**TEXTE FOURNI**
☆ ☆ ☆ ☆ ☆ ☆ ☆

Décidément, l'enquête sur la catastrophe du vol AF447 Rio-Paris d'Air France est plus que jamais sous tension. A peine le troisième rapport du Bureau d'Enquêtes et d'Analyses (et non Bureau d'Enquêtes Accidents comme on l'entend bien souvent), a- t-il été publié qu'une nouvelle polémique voit le jour, et elle concerne l'alarme de décrochage. Le site internet "La Tribune" annonce même que des experts du BEA auraient menacé de déposer leur démission.
La polémique concerne l'alarme de décrochage qui a eu un comportement contre-intuitif alors que l'Airbus A330 d'Air France chutait à une vitesse de 15 000 pieds par minute (soit environ 300 km/h). Sur une grande partie de la chute Techno-Science.net vous décrypte les éléments techniques de la controverse pour mieux en comprendre les enjeux.
Fonctionnement des alarmes aéronautiques et de l'alarme de décrochage
La chaîne technique mise en œuvre comprend:
- un ou plusieurs capteurs qui transforment un phénomène physique en signal,
- un équipement qui compare le niveau du signal à des seuils,
- l'alarme qui sonne si le signal va en dehors d'un seuil de normalité.
Dans le cas d'une alarme de décrochage, des volets de mesure de l'incidence permettent de connaître l'angle que fait l'avion par rapport au flux d'air dans lequel il évolue. Si l'angle d'incidence devient trop important, alors l'alarme de décrochage se déclenche et retentit jusqu'à ce que cet angle redevienne normal. Sur les avions actuels, la mesure de l'incidence est croisée avec celle de la vitesse: le seuil de décrochage varie effectivement en fonction de la vitesse.
Trop d'alarmes ?
Au fur et à mesure du perfectionnement des avions et de l'augmentation des normes de sécurité, les postes de pilotage ont été équipés de plus en plus d'alarmes différentes, qui informent immédiatement l'équipage d'une anomalie dans le fonctionnement ou le vol de l'avion.
Cependant, si les systèmes d'un avion peuvent connaître des problèmes, il en est de même pour les instruments de mesure et bien sûr... les alarmes ! Si les problèmes d'alarmes sont rares, leur dysfonctionnement influe directement sur les conditions de travail de l'équipage et peut fortement contribuer à leur faire perdre le contrôle de la situation. L'équipage cherche alors à corriger un problème qui n'existe pas, et l'alarme peut être parfois très intrusive et persistante. Le pire survient lorsque la panne d'un équipement (une ou plusieurs sondes de Pitot par exemple) entraîne l'apparition de plusieurs alarmes contradictoires, ce qui déconcerte les pilotes et peut même les pousser à faire des actions menant à la perte de l'avion. Dans certains cas, c'est le pilote automatique qui peut être perturbé par une mesure erronée et prendre de mauvaises décisions.

☆ ☆ ☆ ☆ ☆ ☆ ☆

**DONNÉES ENREGISTRÉES**
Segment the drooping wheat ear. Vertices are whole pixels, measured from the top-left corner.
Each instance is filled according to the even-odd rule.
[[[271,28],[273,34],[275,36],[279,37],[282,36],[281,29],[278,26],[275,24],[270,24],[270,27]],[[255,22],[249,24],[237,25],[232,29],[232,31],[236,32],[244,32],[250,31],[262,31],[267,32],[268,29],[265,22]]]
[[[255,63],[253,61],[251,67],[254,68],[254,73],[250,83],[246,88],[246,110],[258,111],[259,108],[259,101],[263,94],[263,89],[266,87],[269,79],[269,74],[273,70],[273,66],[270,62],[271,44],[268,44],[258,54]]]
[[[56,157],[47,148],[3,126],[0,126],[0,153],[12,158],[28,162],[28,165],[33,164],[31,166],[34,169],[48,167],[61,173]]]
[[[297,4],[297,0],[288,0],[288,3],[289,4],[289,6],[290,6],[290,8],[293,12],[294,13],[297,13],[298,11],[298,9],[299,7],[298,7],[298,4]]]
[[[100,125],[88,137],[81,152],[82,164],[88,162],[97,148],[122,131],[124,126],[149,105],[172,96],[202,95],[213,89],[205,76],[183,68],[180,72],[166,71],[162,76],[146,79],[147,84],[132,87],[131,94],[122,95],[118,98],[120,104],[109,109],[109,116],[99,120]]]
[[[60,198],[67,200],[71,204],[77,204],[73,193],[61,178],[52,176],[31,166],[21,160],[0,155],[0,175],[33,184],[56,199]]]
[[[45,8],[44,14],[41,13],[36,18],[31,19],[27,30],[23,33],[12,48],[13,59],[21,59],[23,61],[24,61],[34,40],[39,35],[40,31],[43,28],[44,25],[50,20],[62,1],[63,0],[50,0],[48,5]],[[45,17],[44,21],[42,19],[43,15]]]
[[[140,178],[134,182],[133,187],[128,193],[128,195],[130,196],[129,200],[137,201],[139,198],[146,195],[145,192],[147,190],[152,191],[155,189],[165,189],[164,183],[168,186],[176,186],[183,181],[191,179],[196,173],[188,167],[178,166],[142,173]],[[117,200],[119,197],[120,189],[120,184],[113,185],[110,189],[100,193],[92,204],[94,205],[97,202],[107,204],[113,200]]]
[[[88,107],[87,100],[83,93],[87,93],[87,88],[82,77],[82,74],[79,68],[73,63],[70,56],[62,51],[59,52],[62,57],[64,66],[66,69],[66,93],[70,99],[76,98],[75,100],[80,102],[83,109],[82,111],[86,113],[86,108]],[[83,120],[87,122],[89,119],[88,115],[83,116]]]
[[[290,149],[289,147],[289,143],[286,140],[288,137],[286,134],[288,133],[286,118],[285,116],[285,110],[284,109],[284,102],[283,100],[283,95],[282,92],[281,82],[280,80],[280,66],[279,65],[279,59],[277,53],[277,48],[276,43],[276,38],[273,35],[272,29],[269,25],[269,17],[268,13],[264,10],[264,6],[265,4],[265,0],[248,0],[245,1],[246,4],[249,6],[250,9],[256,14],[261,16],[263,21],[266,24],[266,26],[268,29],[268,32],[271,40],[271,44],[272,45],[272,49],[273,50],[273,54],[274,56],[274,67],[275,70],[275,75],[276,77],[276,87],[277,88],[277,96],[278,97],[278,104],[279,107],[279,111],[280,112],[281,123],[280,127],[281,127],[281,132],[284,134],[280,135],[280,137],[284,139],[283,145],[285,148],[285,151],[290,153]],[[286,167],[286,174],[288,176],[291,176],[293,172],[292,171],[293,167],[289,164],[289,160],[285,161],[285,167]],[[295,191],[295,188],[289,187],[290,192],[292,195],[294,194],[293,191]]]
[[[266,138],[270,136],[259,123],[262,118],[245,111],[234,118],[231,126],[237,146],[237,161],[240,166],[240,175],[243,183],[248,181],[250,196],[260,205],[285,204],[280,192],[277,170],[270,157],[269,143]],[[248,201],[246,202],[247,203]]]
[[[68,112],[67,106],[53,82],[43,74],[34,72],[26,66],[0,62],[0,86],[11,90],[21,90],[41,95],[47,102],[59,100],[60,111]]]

☆ ☆ ☆ ☆ ☆ ☆ ☆

**DÉFIS**
1 > Modifiez la liste depuis son début jusqu'à la ligne contenant « Each instance is » incluse en remplaçant « drooping » par « bent », sans rien changer d'autre, et ne redonnez que ces lignes.
2 > Prolongez le texte sur l'alarme de décrochage du vol AF447 à partir de sa dernière phrase.
Le texte et la liste ont des origines différentes.

**RÉSULTATS PAR TÂCHE**
1 >
Segment the bent wheat ear. Vertices are whole pixels, measured from the top-left corner.
Each instance is filled according to the even-odd rule.

2 >
Limiter les fausses alertes
Sur au moins une partie des avions de génération actuelle, dont les Airbus A330 et A340, les systèmes sont conçus pour éviter que des alarmes erronées viennent perturber le travail des pilotes. De nouveaux seuils ont été introduits afin de déterminer si une mesure est réaliste ou non réaliste. Si une mesure est en dehors de ces limites, le système considère que la mesure est mauvaise et qu'il ne faut pas déclencher d'éventuelles alarmes associées. Il en est de même pour les automatismes qui s'éteignent afin d'éviter qu'une fausse information entraîne un mauvais comportement de l'avion.
Dans l'Airbus A330 du vol AF447 Rio-Paris d'Air France
Dans le cas du vol AF 447 Rio-Paris, c'est ce qui s'est produit. Il en a été ainsi du pilote automatique, des auto-manettes, et des lois de contrôle au pilotage lors de l'incident avec les sondes de Pitot. Cependant, il est aussi de même avec l'alarme de décrochage un peu plus d'une minute plus tard. Après 54 secondes de décrochage et de sonnerie de l'alarme associée, la vitesse mesurée a atteint des seuils limites de validité. Or, la vitesse fait partie des informations utilisées pour l'alarme de décrochage qui s'éteint.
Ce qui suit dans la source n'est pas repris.